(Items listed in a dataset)
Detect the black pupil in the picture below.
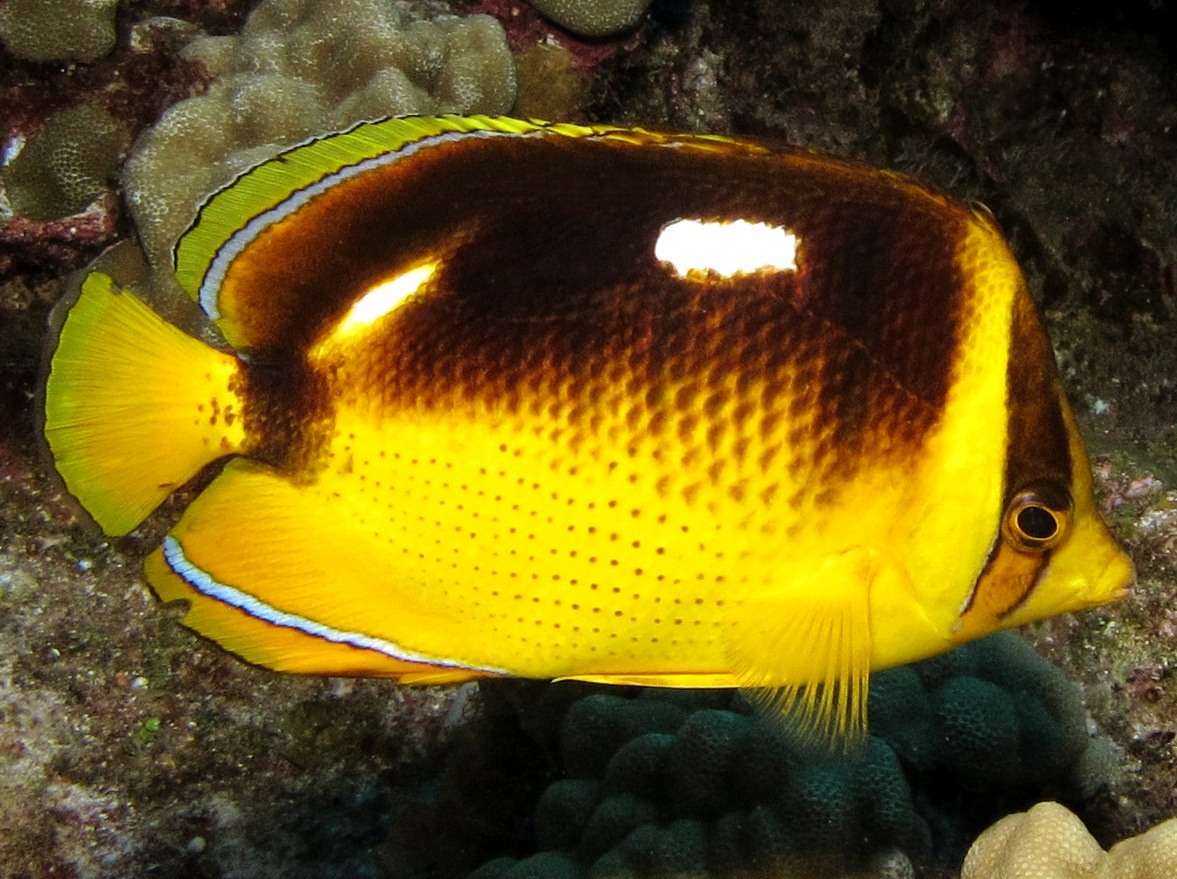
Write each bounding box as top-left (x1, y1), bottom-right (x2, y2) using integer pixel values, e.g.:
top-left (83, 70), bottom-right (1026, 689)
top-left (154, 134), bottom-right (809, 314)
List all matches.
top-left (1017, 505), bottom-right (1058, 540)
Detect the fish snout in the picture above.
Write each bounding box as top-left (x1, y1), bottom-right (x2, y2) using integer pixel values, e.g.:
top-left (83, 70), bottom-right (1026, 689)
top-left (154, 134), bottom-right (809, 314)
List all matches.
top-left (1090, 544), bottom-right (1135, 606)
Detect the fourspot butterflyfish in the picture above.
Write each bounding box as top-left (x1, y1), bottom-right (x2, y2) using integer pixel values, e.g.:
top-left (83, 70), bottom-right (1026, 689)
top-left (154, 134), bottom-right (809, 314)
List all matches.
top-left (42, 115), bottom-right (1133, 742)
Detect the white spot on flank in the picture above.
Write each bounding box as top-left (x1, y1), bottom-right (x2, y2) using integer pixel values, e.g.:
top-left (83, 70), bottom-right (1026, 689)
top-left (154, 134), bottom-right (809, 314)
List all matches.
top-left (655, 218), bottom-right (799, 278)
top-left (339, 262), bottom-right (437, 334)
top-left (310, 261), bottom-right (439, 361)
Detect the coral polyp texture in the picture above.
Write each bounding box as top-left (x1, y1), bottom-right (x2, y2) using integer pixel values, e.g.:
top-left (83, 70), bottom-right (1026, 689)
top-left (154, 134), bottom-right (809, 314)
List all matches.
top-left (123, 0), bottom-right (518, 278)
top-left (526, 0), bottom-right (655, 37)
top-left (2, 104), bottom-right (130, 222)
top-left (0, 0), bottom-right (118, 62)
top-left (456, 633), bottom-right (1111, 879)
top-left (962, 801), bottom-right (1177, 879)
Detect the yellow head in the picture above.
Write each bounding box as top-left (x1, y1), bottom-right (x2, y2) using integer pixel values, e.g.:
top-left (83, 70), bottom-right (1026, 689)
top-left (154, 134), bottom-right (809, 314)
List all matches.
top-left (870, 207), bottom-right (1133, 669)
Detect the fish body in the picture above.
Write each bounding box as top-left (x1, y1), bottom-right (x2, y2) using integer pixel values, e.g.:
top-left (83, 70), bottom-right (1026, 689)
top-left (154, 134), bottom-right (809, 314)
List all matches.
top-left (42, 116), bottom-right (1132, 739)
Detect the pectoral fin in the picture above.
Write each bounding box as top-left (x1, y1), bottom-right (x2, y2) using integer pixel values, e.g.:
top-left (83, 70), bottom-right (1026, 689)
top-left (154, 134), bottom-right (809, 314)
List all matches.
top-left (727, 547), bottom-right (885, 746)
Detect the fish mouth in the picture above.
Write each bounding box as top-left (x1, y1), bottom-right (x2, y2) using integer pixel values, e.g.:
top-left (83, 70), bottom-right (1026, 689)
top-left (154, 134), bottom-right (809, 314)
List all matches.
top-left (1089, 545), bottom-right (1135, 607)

--

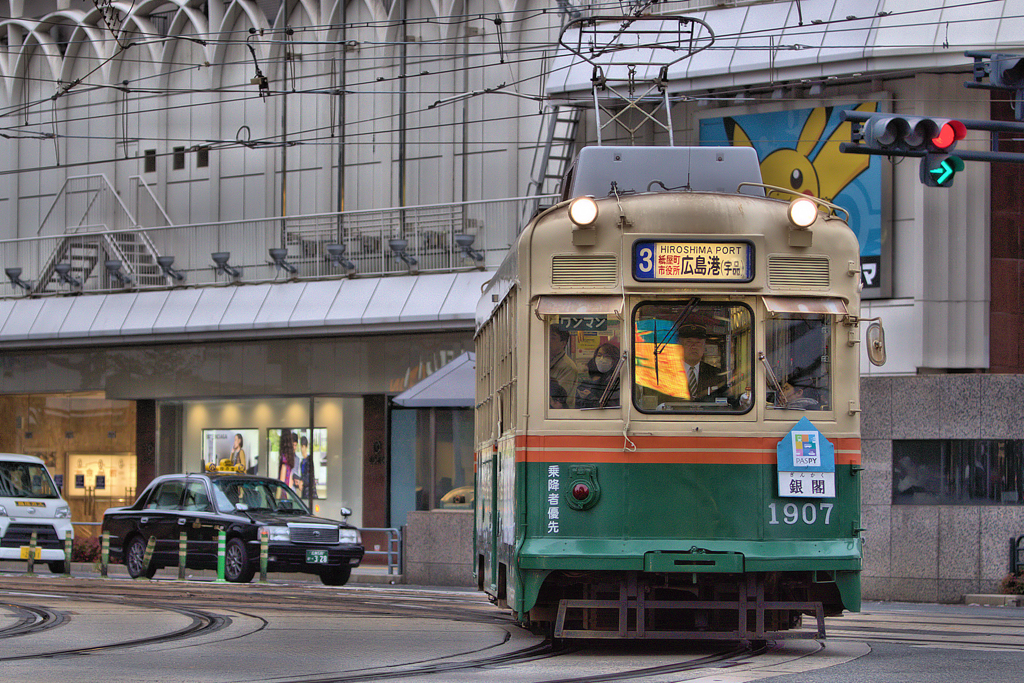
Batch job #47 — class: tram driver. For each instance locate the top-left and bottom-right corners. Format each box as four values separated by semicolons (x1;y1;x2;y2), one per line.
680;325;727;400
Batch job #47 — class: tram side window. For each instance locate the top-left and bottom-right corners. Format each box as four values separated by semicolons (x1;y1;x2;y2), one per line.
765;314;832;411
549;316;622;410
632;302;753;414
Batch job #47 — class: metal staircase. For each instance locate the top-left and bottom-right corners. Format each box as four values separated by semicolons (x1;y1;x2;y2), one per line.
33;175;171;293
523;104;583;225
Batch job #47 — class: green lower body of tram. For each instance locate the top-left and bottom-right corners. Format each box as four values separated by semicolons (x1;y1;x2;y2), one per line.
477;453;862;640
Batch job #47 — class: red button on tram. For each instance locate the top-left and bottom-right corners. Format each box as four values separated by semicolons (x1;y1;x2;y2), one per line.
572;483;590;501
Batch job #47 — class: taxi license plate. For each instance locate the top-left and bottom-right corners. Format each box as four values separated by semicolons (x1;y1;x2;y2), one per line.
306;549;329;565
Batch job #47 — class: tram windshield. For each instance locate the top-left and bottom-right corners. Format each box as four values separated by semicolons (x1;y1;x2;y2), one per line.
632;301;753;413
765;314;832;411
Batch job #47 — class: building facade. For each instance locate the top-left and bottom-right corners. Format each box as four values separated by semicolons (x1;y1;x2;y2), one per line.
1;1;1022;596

◆ **Aim of the exercise**
Only lines of the data holding the word "picture" go in the answer. Please copy each of them.

◆ **Result of this task**
Detect the black pupil in the picture below.
Detect the fish snout in the picture above.
Detect the fourspot butterflyfish in the picture above.
Detect the white spot on flank in the picture above.
Detect the coral polyp texture in the picture above.
Detect the yellow head in the picture above.
Detect the fish body in the picture above.
Detect the pectoral fin in the picture above.
Detect the fish mouth in the picture above.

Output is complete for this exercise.